Task ->
Echo, character for character, the lines of the entries below from the one containing "Point out the finger" through the one containing "[(219, 237), (208, 216)]", with both of those lines included.

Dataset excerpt
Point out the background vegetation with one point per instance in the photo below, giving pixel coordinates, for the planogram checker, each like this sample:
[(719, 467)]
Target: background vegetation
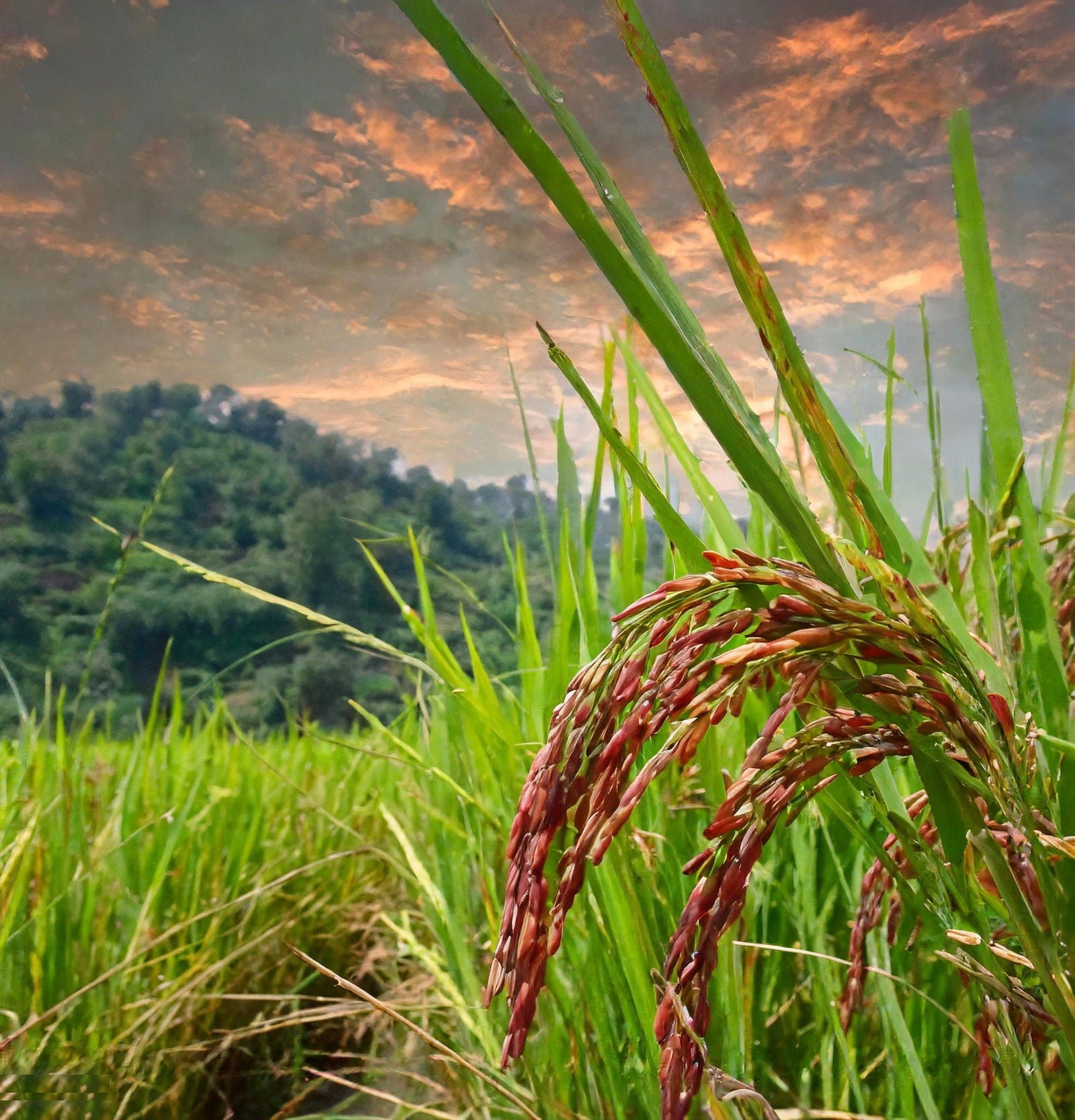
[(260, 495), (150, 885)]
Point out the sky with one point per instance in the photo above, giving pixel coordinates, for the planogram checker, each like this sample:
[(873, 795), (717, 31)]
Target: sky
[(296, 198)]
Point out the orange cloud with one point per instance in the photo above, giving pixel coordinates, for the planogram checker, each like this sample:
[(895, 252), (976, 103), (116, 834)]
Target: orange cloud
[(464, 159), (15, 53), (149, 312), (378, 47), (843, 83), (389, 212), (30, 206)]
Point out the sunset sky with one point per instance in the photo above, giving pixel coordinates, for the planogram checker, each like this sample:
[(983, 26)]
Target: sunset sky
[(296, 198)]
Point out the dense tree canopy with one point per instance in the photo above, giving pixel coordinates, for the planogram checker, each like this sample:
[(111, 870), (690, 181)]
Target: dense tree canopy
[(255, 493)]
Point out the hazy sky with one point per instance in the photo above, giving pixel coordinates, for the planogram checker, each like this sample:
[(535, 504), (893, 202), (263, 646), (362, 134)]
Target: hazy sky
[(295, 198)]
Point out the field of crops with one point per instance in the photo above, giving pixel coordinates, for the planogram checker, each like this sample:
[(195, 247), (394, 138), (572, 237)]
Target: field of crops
---
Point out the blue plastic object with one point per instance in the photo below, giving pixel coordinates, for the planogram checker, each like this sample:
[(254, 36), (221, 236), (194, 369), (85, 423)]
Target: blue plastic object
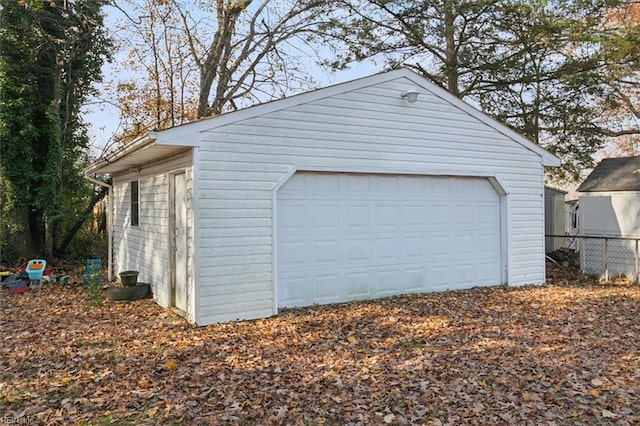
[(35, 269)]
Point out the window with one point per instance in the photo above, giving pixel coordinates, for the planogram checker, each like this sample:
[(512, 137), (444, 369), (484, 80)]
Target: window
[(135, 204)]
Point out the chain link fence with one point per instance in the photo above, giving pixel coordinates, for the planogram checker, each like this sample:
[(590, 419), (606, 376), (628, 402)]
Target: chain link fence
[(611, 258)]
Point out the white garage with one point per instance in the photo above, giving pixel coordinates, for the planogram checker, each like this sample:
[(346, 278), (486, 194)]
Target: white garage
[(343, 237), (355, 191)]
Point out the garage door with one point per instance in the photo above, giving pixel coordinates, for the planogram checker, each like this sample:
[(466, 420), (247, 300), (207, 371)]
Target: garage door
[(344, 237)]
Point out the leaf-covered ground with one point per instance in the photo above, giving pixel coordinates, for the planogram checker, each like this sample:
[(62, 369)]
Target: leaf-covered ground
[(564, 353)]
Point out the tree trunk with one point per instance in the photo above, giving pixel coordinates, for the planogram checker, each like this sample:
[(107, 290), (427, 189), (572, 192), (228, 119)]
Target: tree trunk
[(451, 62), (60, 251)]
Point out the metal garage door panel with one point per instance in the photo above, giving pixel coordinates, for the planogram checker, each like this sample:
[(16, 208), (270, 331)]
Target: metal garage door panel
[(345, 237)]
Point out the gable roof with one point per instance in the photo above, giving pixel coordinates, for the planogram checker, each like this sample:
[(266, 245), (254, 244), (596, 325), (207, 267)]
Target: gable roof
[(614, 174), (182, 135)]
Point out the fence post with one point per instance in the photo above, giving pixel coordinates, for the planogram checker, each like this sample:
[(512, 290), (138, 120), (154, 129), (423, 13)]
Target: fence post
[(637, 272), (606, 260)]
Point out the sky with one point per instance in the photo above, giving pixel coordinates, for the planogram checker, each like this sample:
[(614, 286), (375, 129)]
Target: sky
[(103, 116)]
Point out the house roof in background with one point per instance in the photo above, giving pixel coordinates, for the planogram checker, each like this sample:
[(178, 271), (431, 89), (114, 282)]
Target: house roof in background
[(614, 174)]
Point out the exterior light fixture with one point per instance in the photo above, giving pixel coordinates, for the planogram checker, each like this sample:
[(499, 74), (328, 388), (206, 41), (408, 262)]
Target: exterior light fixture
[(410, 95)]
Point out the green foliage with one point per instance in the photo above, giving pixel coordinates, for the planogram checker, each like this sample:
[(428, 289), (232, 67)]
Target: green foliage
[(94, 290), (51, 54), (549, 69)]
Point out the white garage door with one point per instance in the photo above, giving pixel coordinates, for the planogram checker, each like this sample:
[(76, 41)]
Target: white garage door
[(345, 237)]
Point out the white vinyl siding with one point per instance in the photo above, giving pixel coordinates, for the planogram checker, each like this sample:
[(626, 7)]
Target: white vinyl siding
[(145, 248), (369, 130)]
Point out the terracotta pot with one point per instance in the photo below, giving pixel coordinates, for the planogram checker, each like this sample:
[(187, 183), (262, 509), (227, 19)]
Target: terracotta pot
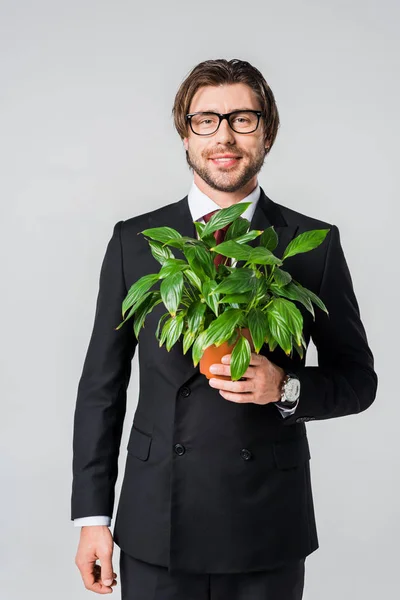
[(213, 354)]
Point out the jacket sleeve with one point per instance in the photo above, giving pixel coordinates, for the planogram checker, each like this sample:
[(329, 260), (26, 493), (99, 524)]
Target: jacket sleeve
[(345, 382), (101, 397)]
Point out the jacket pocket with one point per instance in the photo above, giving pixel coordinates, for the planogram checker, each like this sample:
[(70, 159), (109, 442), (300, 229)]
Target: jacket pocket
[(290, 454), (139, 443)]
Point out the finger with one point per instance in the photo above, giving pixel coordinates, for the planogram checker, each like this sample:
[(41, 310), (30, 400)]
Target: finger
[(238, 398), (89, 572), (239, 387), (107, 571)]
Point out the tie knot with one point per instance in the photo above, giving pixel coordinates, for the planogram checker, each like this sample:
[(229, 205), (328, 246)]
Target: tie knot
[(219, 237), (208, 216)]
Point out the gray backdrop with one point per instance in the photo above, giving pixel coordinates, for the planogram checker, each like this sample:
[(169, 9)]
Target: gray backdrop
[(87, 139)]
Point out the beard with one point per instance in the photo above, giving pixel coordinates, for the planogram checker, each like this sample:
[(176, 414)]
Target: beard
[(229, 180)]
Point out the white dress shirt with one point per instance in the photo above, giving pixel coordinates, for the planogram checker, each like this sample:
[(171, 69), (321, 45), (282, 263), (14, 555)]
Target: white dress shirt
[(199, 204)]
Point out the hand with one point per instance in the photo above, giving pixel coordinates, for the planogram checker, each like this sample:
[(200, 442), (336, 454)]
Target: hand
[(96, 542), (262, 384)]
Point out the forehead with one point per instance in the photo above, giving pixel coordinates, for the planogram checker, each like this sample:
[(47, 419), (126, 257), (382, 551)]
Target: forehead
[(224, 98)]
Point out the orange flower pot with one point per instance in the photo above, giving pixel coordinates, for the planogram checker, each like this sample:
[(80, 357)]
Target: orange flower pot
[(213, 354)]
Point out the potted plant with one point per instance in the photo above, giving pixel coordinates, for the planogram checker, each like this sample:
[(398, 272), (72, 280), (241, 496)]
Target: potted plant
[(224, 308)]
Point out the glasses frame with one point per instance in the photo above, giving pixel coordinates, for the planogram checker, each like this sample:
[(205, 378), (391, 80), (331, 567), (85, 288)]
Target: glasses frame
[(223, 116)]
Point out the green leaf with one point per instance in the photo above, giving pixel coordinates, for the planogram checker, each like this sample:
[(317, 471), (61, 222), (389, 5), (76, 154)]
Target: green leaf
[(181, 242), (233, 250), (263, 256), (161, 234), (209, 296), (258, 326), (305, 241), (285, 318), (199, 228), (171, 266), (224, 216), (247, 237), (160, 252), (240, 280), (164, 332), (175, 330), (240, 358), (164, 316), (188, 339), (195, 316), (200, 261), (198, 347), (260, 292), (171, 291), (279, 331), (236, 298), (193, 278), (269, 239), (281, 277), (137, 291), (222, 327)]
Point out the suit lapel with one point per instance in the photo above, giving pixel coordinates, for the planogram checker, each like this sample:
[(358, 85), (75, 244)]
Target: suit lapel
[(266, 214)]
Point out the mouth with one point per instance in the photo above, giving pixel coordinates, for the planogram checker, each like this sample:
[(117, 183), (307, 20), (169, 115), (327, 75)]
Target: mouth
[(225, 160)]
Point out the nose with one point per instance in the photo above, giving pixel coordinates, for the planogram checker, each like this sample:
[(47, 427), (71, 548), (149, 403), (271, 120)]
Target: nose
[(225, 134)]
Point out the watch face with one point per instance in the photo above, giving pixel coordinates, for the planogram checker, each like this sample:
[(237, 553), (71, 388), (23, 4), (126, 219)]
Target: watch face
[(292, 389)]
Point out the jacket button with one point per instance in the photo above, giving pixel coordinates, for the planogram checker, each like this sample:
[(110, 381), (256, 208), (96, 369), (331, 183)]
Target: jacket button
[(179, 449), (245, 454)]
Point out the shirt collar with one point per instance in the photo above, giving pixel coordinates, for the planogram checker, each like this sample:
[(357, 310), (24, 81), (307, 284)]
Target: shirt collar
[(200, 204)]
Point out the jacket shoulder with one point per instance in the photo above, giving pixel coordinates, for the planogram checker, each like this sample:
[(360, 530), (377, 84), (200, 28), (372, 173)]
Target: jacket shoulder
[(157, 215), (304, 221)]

Exercise solution ->
Point out the finger with one point per instance in the photo above, giving pixel coordinates, for the planogram checker, each like this sample:
[(41, 310), (30, 400)]
Target: finger
[(238, 398), (89, 572), (239, 387), (107, 571)]
Point out the tie knot with one point per instance in the photo above, giving pixel coordinates, for the planogram checker, each like this sample:
[(229, 205), (328, 246)]
Target: tie knot
[(219, 237), (208, 216)]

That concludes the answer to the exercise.